■ TEXT EXCERPT:
--

Indian academic and politician (born 1991)

Divya Gautam is an Indian academic, theatre artist and politician from Bihar. She has been announced as the Communist Party of India (Marxist–Leninist) Liberation (CPI(ML) Liberation) candidate from the Digha Assembly constituency in Patna district for the Bihar Legislative Assembly Election 2025.
Divya Gautam is the cousin of late actor Sushant Singh Rajput.

== Education ==
Divya Gautam holds a Bachelor's degree in Journalism and Mass Communication from Patna College, affiliated with Patna University. She later pursued a Master of Arts (M.A.) in Women's Studies from the Tata Institute of Social Sciences (TISS), Hyderabad (2014-2016), followed by a second M.A. in Mass Communication from Nalanda Open University (2016-2018). Divya is currently pursuing her PhD in Performance and Cultural Studies at BITS Pilani, under the supervision of Dr Prateek, focusing on the performativity of Bhojpuri cinema.

== Career ==
During her student days, Divya was actively involved in student politics and contested the 2012 Patna University Students' Union election as a candidate of the All India Students Association (AISA). She narrowly lost to Ashish Sinha of the Akhil Bharatiya Vidyarthi Parishad (ABVP). In 2021, Divya cracked the Bihar Public Service Commission Civil Service examination but chose not to join the government service as a supply inspector. Instead, she focused on her passion for education and activism. She also served as an assistant professor at Patna Women's College.

--

■ DATA EXTRACTS:
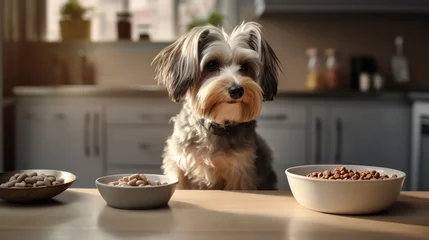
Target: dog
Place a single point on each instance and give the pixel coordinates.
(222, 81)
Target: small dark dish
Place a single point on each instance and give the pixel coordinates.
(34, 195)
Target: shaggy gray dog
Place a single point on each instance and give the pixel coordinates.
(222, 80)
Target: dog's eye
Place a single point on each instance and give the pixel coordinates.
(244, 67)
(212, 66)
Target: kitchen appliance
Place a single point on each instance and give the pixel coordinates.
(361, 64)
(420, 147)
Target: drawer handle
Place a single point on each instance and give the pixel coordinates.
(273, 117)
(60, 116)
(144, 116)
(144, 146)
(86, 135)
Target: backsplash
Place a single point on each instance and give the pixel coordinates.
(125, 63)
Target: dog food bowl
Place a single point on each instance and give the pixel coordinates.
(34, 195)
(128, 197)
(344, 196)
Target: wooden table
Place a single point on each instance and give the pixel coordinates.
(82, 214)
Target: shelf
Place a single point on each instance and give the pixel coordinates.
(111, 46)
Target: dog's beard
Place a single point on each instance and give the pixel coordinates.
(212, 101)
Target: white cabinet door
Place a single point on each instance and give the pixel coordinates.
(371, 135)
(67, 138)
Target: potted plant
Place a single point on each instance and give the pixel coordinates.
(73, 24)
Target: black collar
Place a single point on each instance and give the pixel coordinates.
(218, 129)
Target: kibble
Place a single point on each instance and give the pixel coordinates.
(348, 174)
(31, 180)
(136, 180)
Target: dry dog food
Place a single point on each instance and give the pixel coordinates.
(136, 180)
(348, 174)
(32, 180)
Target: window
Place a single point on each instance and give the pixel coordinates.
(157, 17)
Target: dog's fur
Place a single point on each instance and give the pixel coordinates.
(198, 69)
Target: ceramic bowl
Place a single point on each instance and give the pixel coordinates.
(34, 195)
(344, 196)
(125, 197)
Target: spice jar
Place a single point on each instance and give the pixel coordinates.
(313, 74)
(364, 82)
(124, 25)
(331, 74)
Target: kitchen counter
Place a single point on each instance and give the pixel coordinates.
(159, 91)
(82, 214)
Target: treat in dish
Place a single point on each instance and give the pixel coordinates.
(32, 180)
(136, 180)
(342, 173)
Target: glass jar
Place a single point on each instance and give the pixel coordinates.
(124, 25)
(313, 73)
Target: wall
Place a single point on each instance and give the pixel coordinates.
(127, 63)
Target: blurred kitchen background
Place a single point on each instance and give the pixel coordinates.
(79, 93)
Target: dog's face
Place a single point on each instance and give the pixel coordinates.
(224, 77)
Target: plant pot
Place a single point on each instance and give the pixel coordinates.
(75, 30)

--

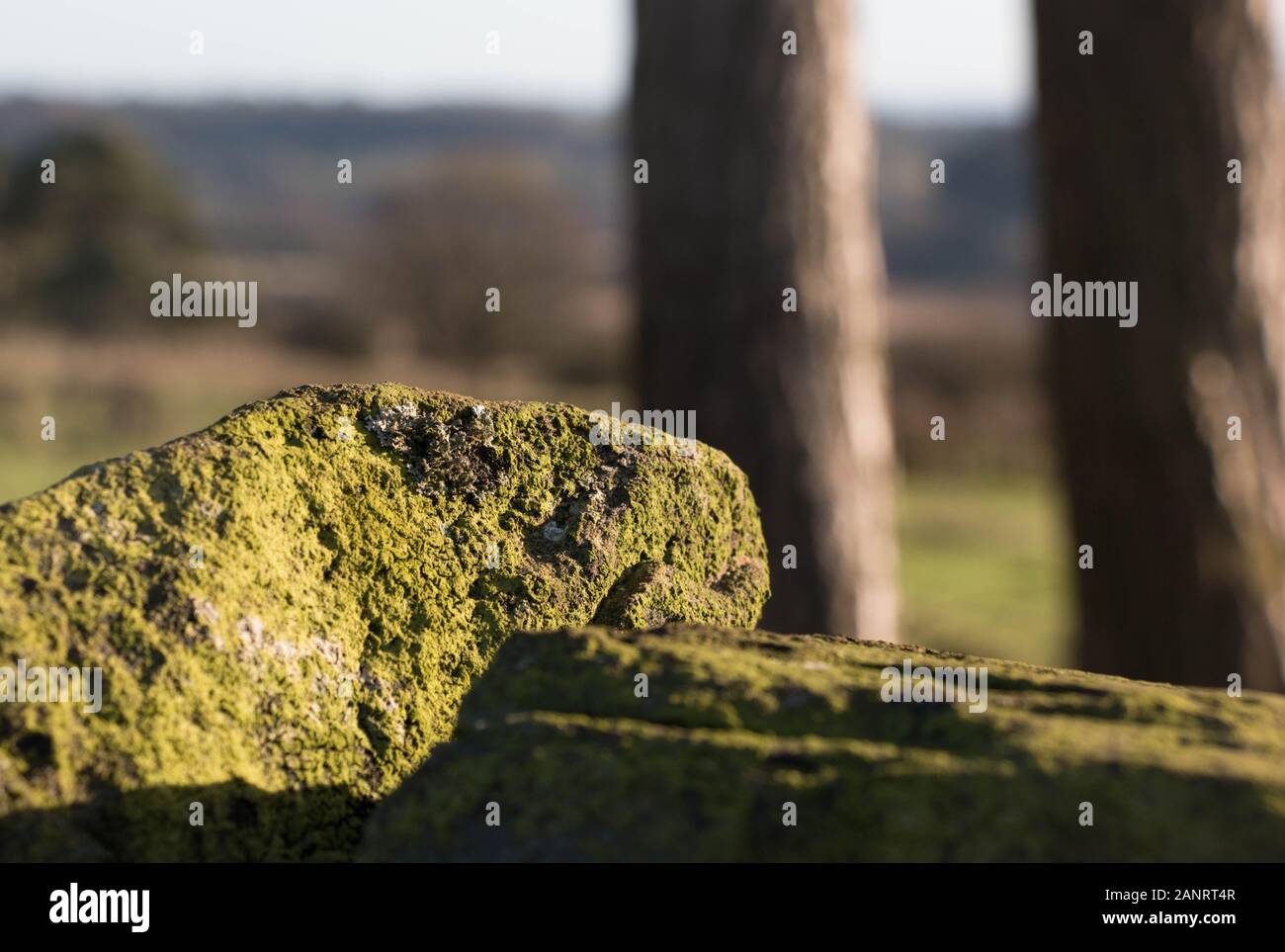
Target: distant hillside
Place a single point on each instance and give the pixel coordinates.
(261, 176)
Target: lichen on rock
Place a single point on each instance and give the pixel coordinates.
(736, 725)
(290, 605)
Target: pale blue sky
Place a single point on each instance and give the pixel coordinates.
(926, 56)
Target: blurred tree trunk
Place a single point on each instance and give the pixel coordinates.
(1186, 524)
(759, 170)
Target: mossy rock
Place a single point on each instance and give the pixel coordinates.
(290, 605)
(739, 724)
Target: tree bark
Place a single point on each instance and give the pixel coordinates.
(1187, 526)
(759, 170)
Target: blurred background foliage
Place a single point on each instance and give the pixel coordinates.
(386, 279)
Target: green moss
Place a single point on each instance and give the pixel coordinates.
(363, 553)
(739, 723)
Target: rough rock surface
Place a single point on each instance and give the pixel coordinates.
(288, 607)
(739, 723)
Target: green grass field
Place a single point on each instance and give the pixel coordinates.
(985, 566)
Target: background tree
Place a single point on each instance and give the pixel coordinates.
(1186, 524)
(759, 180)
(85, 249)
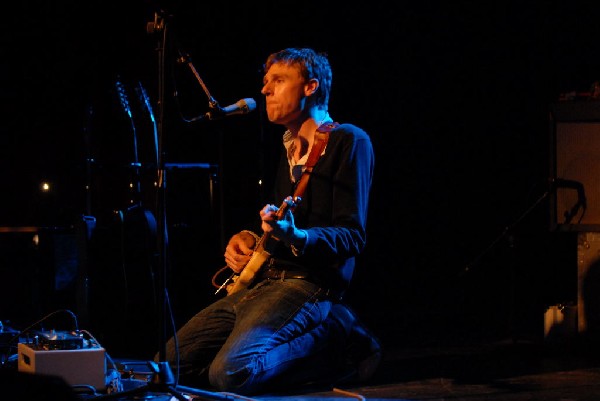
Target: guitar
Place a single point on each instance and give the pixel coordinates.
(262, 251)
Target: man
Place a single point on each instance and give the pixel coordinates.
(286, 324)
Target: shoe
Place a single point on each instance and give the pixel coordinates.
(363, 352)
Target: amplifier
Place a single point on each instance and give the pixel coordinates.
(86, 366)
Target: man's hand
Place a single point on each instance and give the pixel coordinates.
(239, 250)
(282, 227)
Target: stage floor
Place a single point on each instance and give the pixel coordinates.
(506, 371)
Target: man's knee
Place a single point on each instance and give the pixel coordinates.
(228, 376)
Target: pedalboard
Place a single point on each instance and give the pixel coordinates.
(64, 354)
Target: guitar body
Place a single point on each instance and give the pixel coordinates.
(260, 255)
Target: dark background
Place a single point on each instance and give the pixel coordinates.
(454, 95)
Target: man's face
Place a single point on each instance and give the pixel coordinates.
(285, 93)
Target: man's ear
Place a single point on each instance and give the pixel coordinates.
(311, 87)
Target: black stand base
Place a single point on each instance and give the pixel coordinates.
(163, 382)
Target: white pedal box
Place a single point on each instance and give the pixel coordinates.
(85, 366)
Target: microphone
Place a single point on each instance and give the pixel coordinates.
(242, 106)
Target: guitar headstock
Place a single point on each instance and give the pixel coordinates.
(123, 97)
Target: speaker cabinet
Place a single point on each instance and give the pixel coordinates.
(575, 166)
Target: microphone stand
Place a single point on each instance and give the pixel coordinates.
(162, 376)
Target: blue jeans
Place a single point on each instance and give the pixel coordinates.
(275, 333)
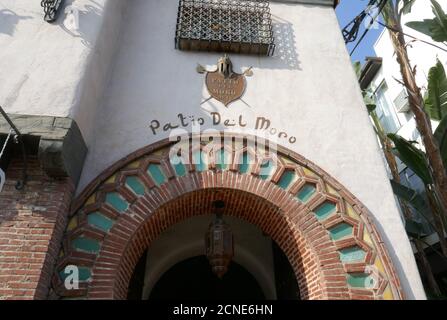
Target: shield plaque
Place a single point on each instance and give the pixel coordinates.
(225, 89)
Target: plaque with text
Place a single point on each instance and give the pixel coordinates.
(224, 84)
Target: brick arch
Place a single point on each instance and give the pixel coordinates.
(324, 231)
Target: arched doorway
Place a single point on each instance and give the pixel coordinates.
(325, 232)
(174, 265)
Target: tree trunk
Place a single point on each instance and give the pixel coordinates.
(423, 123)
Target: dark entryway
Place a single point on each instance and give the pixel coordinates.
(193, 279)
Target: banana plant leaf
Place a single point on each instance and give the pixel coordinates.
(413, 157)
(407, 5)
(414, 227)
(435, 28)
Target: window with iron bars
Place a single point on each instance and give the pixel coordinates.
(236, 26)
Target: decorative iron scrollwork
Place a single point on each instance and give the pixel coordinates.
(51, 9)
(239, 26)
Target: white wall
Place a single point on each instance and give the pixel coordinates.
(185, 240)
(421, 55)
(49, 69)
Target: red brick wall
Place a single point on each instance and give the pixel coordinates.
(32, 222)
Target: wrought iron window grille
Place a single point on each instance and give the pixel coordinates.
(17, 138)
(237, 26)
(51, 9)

--

■ ACTIVITY 1: In the Divya Gautam text, change "Digha" to "Kumhrar" in the part that opens with the words containing "Divya Gautam is an" and closes with "Assembly Election 2025.", and give that part again.
■ ACTIVITY 2:
Does the Divya Gautam text support each statement below? Answer yes or no for each, and quote the deciding words.
(a) She earned an M.A. in Women's Studies from TISS, Hyderabad.
(b) She won the 2012 Patna University Students' Union election.
(c) After the 2021 BPSC exam, she joined government service as a supply inspector.

■ TASK OUTPUT 1:
Divya Gautam is an Indian academic, theatre artist and politician from Bihar. She has been announced as the Communist Party of India (Marxist–Leninist) Liberation (CPI(ML) Liberation) candidate from the Kumhrar Assembly constituency in Patna district for the Bihar Legislative Assembly Election 2025.

■ TASK OUTPUT 2:
(a) Yes: "a Master of Arts (M.A.) in Women's Studies from the Tata Institute of Social Sciences (TISS), Hyderabad (2014-2016)"
(b) No: "She narrowly lost to Ashish Sinha of the Akhil Bharatiya Vidyarthi Parishad (ABVP)."
(c) No: "chose not to join the government service as a supply inspector"